AT A GLANCE : Received BA in biology from Yale College and PhD in evolutionary biology from Harvard University in 1988. Runs the 550-processor computer cluster that supports research at the museum’s Institute for Comparative Genomics. Also serves as an adjunct professor of biology at Columbia University, New York University, and the City University of New York Coaches soccer, baseball, and basketball for his children.
QWhere will bioinformatics be in two years? Five years?
AThere are a couple of issues facing us right away. The main concerns are database issues. The first of which will be databases that will allow you to gather all the information on a particular creature, let’s say, so you might enter a taxon name and pull down all the genetic information as well as all the biologically relevant information. Another thing that I think will be very important is automated annotation of genome sequences. That’s a tool that really needs to be out there.
QWhat are the biggest challenges the field of bioinformatics faces?
ATwo things: One is being able to gather and manipulate conveniently huge amounts of data in whole genome sequences; and two, which is both a problem and a benefit, is integrating phylogenetic frameworks into bioinformatics. Annotation, efficient description, the way you probe databases, and the way you get information out and interpret it is best described in a phylogenetic framework. I think that integration is a big challenge, but it will be a big benefit when it happens.
QHow large is your staff?
AWe have around five researchers involved in computing and biology and then around another 10 general IT people.
QWhere does your funding come from?
AAll sorts of sources. We have some internal funds from the museum, we get funding from the city of New York, and we have competitive grants to federal agencies and private agencies.
QWhat hardware do you use?
AI use mainly self-assembled PC boxes and the Linux operating system.
QWhat bioinformatics software do you use? Do you use in-house developed or third-party software?
AWe wrote all our own parallel software to do all our searches. You can download our source code from ftp.amnh.org. There’s sequence alignment software, there’s phylogenetic search software and all sorts of things.
QWhat databases do you use?
AMainly public databases like GenBank.
QHow is your department organized within the framework of the museum?

▶ [Record excerpts]:
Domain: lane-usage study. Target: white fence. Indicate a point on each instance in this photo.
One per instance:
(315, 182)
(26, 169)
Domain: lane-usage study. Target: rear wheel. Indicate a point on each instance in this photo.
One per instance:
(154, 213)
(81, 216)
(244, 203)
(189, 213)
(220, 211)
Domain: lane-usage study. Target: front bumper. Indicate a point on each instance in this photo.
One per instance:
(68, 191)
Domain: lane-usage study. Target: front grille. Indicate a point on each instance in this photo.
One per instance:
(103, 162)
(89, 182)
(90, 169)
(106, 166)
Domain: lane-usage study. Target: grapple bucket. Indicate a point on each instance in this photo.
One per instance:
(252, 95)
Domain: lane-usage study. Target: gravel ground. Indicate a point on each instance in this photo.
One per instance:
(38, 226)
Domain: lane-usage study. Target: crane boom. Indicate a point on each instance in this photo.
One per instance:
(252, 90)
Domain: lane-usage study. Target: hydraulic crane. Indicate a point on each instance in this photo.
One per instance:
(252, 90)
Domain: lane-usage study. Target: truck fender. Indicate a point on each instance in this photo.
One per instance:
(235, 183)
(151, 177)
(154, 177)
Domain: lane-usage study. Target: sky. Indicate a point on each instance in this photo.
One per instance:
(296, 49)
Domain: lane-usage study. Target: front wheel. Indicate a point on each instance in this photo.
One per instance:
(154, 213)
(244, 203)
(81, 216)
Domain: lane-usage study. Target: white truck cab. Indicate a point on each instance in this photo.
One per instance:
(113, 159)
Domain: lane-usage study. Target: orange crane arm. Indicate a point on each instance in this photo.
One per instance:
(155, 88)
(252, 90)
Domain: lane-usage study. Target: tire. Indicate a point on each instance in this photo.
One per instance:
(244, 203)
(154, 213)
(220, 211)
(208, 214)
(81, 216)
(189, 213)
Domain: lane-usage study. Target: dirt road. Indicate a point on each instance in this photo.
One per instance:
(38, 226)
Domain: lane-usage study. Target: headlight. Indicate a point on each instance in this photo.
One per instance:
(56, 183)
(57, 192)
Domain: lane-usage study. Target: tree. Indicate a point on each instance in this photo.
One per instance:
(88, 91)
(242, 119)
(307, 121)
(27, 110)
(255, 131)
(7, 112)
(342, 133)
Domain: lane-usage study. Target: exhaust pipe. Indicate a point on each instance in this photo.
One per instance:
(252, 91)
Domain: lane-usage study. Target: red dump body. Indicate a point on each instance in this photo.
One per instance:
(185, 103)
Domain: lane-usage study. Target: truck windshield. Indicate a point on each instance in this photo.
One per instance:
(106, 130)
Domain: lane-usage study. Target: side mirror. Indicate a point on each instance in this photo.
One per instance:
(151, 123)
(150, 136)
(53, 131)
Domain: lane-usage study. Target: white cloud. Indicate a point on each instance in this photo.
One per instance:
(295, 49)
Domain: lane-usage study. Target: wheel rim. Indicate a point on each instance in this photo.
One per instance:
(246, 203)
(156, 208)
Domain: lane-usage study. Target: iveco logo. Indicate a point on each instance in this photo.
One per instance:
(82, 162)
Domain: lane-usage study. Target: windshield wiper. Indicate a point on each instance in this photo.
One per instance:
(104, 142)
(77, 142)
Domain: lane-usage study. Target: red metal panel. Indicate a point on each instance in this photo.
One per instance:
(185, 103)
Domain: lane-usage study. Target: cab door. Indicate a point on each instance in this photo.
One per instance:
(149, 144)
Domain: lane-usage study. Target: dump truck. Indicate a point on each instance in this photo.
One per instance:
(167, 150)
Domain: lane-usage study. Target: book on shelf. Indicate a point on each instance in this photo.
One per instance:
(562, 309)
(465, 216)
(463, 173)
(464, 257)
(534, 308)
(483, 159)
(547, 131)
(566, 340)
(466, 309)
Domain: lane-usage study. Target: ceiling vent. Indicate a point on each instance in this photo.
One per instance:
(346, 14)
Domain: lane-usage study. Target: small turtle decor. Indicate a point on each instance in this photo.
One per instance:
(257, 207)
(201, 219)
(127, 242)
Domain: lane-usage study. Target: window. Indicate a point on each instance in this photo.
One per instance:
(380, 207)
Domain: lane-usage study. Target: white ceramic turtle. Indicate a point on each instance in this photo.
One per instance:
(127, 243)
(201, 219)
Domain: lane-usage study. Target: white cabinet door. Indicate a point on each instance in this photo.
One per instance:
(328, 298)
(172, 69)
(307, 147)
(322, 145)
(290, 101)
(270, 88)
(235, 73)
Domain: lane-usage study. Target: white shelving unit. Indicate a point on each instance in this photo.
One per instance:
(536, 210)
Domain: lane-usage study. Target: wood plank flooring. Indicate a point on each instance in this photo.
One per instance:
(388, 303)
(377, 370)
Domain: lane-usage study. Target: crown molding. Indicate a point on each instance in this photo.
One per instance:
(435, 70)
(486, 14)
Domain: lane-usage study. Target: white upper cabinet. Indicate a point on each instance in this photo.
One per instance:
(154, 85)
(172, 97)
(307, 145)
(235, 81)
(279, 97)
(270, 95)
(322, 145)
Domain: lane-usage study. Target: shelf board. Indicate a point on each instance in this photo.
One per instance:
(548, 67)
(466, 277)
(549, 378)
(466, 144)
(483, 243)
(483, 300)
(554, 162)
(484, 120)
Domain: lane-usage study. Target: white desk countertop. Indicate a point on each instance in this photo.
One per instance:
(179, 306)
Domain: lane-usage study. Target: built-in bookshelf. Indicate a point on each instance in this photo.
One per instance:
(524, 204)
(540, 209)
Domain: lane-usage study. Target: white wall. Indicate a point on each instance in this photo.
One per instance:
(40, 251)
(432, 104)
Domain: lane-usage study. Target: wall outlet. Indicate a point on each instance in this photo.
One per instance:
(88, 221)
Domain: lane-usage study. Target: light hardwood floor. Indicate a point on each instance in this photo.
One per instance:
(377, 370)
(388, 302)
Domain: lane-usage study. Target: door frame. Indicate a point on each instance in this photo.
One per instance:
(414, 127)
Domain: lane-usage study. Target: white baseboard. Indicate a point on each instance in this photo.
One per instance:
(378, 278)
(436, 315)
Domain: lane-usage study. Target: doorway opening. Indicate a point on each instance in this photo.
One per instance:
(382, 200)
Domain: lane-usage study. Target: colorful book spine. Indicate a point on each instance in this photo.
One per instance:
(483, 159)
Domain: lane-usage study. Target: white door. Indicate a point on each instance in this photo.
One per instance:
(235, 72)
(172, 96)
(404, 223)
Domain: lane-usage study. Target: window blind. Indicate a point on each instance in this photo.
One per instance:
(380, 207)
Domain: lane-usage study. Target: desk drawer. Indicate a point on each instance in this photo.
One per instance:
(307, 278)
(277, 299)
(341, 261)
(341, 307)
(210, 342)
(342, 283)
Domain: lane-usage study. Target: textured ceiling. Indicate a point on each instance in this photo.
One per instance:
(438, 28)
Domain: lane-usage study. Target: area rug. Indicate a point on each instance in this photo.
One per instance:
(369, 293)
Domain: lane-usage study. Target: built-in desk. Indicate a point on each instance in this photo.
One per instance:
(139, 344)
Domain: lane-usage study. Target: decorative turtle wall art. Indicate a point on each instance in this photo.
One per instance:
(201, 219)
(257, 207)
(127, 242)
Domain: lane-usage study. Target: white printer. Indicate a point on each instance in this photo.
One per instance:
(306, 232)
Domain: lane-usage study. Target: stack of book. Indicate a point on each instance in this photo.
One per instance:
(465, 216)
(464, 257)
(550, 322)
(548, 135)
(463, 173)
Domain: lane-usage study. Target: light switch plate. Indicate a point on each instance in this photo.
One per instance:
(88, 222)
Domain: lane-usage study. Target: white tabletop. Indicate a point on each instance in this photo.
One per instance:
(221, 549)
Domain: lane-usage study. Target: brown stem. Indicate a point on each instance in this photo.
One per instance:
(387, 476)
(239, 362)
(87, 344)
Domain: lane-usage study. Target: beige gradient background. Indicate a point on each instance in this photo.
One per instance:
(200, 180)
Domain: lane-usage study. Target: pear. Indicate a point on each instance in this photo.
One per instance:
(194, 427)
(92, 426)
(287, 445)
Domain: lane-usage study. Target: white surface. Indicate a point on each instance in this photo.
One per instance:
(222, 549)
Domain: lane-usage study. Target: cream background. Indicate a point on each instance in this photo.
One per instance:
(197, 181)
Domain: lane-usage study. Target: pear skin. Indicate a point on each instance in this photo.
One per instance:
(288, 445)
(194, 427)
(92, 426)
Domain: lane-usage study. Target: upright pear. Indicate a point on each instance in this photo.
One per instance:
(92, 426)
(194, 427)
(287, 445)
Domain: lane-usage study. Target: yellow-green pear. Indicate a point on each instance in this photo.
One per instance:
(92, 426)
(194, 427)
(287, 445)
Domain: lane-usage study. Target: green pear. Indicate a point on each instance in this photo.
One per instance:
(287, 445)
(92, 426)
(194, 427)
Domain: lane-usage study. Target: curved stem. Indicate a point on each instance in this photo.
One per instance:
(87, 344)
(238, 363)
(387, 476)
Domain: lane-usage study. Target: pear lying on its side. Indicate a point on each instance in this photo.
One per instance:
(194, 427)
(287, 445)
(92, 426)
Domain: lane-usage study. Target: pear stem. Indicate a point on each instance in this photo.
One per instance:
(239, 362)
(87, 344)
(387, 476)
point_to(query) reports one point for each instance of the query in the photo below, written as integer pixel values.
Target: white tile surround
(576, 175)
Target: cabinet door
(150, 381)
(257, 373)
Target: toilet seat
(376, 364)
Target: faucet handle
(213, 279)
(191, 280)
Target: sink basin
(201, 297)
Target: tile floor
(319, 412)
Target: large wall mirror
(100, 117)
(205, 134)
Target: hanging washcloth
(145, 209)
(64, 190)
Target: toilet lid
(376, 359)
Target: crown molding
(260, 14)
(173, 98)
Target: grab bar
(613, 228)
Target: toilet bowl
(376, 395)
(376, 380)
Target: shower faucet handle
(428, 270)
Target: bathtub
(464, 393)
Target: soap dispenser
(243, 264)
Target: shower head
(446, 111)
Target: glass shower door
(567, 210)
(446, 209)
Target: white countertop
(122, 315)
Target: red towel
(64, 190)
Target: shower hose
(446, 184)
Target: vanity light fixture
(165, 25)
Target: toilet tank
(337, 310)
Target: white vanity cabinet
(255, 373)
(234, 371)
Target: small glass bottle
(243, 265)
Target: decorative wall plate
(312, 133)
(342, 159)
...
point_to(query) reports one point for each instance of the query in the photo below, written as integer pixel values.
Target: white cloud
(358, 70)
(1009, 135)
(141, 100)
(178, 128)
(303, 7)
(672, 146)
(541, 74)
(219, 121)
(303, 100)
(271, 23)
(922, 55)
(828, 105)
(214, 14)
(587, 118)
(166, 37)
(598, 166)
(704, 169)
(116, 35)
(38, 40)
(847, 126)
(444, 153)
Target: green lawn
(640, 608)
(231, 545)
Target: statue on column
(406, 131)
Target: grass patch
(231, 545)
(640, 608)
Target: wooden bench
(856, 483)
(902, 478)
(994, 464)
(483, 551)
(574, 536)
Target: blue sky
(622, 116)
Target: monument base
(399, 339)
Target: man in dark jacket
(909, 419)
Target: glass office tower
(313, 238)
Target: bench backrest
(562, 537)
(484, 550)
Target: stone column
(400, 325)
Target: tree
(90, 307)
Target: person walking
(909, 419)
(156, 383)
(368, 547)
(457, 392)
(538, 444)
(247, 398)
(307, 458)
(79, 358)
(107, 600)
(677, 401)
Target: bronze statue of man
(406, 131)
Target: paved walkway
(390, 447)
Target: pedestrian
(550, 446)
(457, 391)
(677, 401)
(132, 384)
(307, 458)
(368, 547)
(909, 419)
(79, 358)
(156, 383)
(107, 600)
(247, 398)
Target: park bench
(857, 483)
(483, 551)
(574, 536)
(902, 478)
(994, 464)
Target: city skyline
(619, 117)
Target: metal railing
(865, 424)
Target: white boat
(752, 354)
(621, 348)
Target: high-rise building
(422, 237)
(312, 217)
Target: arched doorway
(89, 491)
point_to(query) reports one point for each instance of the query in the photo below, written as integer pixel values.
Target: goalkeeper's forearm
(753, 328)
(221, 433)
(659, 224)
==
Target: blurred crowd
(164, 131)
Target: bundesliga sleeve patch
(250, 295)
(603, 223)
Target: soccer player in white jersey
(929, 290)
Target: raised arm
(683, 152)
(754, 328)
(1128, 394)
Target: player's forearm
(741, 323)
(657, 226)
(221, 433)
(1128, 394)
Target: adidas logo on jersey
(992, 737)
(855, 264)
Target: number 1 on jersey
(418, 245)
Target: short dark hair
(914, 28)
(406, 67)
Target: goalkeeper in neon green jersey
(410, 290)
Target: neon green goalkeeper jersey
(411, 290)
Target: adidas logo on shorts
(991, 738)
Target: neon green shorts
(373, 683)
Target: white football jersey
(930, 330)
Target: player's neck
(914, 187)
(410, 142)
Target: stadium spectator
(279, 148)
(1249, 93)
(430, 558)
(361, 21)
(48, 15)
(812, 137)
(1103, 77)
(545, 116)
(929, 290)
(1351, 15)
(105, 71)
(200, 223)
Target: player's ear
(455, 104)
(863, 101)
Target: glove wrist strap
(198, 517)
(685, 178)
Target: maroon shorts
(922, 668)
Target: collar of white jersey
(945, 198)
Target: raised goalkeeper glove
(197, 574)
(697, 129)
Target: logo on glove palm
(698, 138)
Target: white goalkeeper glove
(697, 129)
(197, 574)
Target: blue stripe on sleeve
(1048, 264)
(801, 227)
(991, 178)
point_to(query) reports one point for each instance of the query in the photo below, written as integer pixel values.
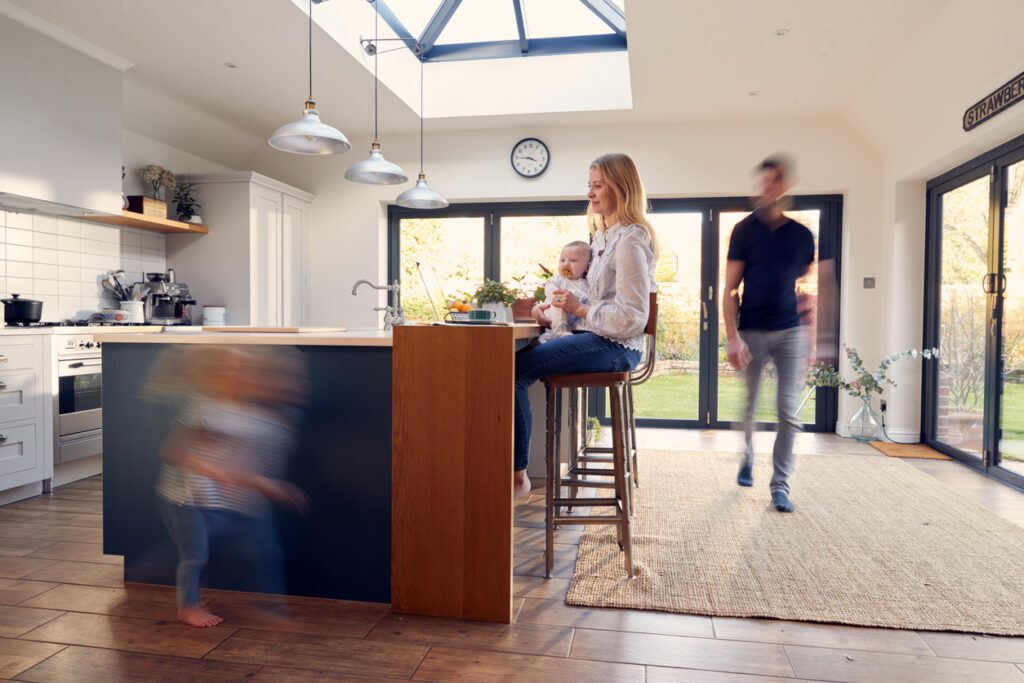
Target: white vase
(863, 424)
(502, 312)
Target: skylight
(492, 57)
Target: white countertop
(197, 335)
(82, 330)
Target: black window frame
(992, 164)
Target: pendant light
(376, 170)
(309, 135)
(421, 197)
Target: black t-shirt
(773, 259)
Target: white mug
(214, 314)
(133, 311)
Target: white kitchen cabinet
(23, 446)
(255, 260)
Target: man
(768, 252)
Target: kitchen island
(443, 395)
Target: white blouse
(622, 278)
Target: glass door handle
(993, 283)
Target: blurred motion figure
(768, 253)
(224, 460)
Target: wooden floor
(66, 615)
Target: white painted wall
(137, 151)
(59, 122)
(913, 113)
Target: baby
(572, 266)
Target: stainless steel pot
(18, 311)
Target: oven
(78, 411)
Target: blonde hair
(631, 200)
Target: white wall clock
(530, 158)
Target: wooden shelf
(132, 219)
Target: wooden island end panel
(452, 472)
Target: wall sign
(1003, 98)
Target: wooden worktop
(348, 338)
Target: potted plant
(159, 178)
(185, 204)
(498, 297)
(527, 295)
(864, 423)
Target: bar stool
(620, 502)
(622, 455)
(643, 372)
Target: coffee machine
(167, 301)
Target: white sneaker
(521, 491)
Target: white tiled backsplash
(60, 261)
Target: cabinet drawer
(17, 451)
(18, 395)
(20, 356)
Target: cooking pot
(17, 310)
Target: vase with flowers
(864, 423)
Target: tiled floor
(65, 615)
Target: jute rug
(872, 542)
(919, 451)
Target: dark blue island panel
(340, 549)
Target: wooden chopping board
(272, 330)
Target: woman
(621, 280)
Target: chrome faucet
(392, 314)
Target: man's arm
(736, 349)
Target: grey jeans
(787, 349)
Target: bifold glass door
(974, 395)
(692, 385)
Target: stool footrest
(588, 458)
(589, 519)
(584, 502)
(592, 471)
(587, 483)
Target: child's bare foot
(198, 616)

▶ [Task to carry out]: Reproduce the portion of the bioinformatics interview between "AI use mainly" and "of the museum?", inclusive.

▶ [Your response]:
AI use mainly self-assembled PC boxes and the Linux operating system.
QWhat bioinformatics software do you use? Do you use in-house developed or third-party software?
AWe wrote all our own parallel software to do all our searches. You can download our source code from ftp.amnh.org. There’s sequence alignment software, there’s phylogenetic search software and all sorts of things.
QWhat databases do you use?
AMainly public databases like GenBank.
QHow is your department organized within the framework of the museum?